Copy out everything in the grade inflation text from "When an individual" down to "his knitting skills.", and put "messages" wherever "emails" appears.

Text block.
|---|

What incentivizes professors to grade honestly? Nothing.

Same Performance, Better Grades: Academic achievement hasn’t improved much, so why are college-goers getting higher GPAs than ever before?” doesn’t cite Academically Adrift: Limited Learning on College Campuses, though it should. Both the article and the book observe that grade inflation is real and doesn’t reflect increased student knowledge. But neither book nor article bring up an obvious question: What incentive does an individual professor have to grade honestly (or, as students might call it, “harshly”)?

When an individual professor grades students harshly, the students give low evaluation scores (which the article does, to its credit, note), but more importantly they can create a lot of extra work in the form of emails to be answered and, to a lesser extent, office hour visits generated. Much of htat work is not rewarding, intellectually or remuneratively, although office hours can be. Professors are rewarded primarily by producing research and in some schools to a lesser extent for getting high student evaluations, and grading honestly is counterproductive for either of those goals; it’s like a professional athlete honing his knitting skills.

|---|

Records.

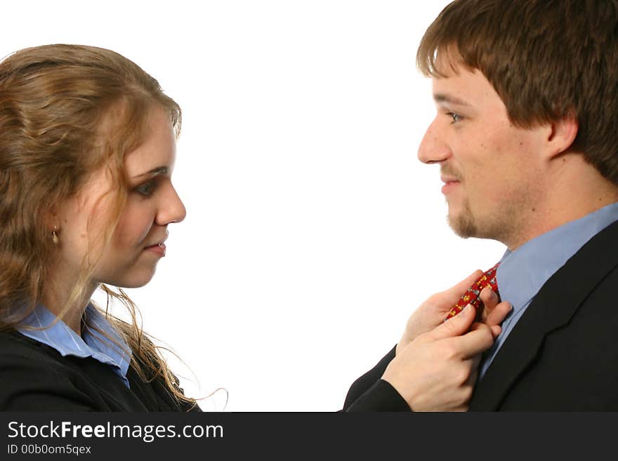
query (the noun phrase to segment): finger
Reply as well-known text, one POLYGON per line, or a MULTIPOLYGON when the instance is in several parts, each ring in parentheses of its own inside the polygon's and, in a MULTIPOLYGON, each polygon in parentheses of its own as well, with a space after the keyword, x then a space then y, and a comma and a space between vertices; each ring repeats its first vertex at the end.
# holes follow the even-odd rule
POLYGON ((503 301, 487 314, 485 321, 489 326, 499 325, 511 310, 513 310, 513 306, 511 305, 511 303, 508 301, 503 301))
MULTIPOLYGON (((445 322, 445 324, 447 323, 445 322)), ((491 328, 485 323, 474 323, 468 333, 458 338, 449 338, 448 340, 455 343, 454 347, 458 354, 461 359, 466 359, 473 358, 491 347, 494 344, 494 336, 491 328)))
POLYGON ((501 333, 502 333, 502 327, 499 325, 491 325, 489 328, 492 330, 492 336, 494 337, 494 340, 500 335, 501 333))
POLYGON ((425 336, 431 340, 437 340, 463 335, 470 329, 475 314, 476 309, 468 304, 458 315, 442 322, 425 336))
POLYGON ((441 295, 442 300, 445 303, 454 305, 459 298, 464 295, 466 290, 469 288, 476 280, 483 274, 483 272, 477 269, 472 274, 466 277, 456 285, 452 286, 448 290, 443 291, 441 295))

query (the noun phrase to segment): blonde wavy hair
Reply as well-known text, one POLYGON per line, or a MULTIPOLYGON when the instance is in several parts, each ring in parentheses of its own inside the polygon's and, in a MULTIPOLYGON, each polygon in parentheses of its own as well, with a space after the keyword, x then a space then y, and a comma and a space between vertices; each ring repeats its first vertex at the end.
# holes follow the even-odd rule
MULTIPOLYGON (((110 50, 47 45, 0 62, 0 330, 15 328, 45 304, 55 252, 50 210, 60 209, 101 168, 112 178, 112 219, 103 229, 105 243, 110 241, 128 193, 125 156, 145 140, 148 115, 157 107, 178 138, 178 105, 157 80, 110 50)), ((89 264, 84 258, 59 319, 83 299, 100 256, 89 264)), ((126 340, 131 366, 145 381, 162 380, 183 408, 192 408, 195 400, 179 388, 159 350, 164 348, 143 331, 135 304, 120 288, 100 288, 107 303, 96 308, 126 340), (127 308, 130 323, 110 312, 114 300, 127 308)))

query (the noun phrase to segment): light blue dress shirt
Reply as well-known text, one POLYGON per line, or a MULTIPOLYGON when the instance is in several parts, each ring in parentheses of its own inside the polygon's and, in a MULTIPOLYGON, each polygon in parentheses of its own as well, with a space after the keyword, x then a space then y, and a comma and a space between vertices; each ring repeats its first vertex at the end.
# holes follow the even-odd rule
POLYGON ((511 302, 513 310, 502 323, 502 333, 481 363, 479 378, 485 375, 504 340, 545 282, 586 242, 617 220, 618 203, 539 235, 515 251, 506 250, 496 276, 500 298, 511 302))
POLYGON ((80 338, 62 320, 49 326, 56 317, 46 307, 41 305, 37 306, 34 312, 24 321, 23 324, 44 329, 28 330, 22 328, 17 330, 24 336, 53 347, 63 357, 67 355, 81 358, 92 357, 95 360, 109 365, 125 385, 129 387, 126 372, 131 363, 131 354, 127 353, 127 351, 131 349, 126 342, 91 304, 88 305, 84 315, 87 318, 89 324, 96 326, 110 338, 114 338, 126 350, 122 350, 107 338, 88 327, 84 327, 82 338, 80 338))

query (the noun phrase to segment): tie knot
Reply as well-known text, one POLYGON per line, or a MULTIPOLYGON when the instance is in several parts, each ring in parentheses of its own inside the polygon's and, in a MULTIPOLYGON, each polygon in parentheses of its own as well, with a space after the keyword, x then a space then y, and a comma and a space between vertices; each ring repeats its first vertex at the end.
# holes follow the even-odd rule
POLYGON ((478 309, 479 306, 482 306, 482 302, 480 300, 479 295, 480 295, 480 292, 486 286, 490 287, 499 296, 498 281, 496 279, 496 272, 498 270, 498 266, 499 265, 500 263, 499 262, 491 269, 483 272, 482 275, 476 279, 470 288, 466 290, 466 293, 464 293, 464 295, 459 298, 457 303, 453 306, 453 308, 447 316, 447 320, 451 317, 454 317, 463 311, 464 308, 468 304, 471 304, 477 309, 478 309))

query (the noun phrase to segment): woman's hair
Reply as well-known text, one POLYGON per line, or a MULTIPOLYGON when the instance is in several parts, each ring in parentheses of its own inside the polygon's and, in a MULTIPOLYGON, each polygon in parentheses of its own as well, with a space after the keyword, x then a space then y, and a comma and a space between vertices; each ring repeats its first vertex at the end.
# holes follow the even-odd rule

|---|

Exercise solution.
When an individual professor grades students harshly, the students give low evaluation scores (which the article does, to its credit, note), but more importantly they can create a lot of extra work in the form of messages to be answered and, to a lesser extent, office hour visits generated. Much of htat work is not rewarding, intellectually or remuneratively, although office hours can be. Professors are rewarded primarily by producing research and in some schools to a lesser extent for getting high student evaluations, and grading honestly is counterproductive for either of those goals; it’s like a professional athlete honing his knitting skills.